◆ Exercise objective
An exact copy of the lines from the one containing "Do you see the wooden support" through the end of the material is all that is wanted; transcribe only those.

◆ Extracted information
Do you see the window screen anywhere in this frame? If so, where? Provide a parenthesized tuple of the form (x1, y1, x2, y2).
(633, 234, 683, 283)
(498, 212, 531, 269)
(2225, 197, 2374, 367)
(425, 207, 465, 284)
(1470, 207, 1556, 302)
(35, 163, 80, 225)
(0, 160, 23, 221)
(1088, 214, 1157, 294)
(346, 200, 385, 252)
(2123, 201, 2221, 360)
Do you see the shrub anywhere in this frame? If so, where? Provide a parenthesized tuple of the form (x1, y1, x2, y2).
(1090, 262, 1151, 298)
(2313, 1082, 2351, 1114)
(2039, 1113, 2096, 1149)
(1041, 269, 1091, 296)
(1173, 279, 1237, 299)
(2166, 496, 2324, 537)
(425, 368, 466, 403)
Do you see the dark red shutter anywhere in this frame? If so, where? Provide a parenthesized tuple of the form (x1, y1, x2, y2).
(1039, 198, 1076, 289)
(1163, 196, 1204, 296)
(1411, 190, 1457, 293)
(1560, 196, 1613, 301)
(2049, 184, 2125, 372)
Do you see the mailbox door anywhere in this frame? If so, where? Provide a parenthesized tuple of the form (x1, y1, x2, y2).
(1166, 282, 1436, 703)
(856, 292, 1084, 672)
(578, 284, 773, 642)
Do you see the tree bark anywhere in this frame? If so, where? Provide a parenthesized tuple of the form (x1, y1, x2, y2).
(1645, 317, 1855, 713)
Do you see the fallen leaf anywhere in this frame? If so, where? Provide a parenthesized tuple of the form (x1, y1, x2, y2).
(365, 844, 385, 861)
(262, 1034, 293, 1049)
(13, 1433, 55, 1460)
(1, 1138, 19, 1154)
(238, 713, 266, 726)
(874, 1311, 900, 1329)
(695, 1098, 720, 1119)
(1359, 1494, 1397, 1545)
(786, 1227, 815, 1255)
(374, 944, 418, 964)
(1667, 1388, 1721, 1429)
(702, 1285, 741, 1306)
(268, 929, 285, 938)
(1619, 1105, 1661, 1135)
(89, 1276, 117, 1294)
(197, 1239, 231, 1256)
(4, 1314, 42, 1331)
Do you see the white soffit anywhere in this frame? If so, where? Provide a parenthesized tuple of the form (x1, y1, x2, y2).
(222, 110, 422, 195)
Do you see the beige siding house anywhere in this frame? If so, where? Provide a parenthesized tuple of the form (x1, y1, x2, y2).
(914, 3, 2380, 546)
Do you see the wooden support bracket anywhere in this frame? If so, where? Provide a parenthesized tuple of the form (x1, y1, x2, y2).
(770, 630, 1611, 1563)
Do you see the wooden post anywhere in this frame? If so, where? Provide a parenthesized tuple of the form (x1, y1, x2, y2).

◆ Result below
Do you see the wooden support bracket anywhere in this frame? If so, where? Provide a parenthesized tuple of the form (x1, y1, x2, y2).
(770, 630, 1611, 1563)
Do you see the wooden post anywhere in this frame? If so, where? Provide a parenthesized tuple of the form (x1, y1, x2, y2).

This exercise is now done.